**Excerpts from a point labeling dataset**
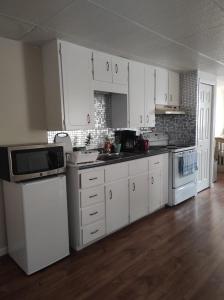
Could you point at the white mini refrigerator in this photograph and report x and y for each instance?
(37, 222)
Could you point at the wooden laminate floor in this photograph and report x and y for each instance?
(176, 253)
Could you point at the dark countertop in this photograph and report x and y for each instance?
(121, 158)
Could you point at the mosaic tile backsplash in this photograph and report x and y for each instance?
(181, 129)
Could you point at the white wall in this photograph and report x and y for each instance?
(22, 118)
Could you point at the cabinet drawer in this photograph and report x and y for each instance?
(138, 166)
(92, 178)
(92, 196)
(93, 213)
(116, 172)
(155, 162)
(93, 232)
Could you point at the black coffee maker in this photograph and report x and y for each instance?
(127, 139)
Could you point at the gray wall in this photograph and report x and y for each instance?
(22, 118)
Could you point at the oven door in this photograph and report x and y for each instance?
(178, 179)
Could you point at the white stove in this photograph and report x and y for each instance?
(182, 168)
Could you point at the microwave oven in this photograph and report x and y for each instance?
(25, 162)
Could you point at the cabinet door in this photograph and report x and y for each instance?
(165, 179)
(120, 70)
(102, 67)
(161, 86)
(138, 187)
(136, 94)
(78, 95)
(117, 205)
(149, 96)
(155, 190)
(174, 86)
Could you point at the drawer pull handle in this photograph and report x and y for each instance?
(95, 213)
(93, 178)
(93, 196)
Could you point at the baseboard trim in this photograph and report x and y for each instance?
(3, 251)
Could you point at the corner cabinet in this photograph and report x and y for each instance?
(174, 89)
(167, 86)
(161, 86)
(104, 199)
(68, 86)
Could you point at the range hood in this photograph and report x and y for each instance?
(168, 110)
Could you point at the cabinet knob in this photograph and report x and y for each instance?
(116, 68)
(147, 118)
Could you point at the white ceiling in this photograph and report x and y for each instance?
(178, 34)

**WHAT TO WORK ON**
Quote every line of the listing above word for word, leaving out the pictures.

**SOLUTION**
Could you point at the white mini refrigerator in this photograph and report x and y for each instance?
(37, 222)
Could you point at the wooden laminate floor in this photograph and report x and y for each instance?
(176, 253)
Could you point at the dark countertop in this photograph and report x and y for each instance?
(121, 158)
Could you point at the mosaic tile backsplash in this photograph and report x and y for each instance?
(181, 129)
Could you point at the white wall in this photograph and report x and y for each instance?
(22, 118)
Could you point at the cabinet drawer in this photograph and report x and y for each instance?
(138, 166)
(92, 178)
(92, 196)
(93, 213)
(116, 172)
(155, 162)
(93, 232)
Could you point at the black coffee maker in this photograph and report x and y for each instance?
(127, 139)
Could you point at the gray wall in this photograph and report x and y for each instance?
(22, 118)
Could you point at the oven door in this photograph and report x and y for each instance?
(178, 179)
Could you point at the white stove in this photograph and report x and y for each instance?
(182, 168)
Could you point at the microwave oven in this photograph and report x and y for each instance?
(25, 162)
Could you point at the cabinet door in this photograph and report x and y for each instance?
(165, 179)
(120, 70)
(102, 67)
(161, 86)
(138, 187)
(136, 94)
(78, 95)
(117, 205)
(149, 96)
(155, 190)
(174, 86)
Could you point at the drawer pull handle in this photograph and report x and y for each instance?
(95, 213)
(93, 178)
(93, 196)
Could you point at the baseboard trim in this photograph and report x and y for each instance?
(3, 251)
Could you point at the corner cabinet in this photograph and report x and y for each instance?
(174, 89)
(167, 86)
(161, 86)
(104, 199)
(68, 86)
Could you point at the range hood in this photograph and report x and y for each instance?
(168, 110)
Could you point at the cabinet knob in this photograph and report x and y for each instance?
(116, 68)
(147, 118)
Could you point at the white ceiling in this photograph and report x and y for each instance?
(178, 34)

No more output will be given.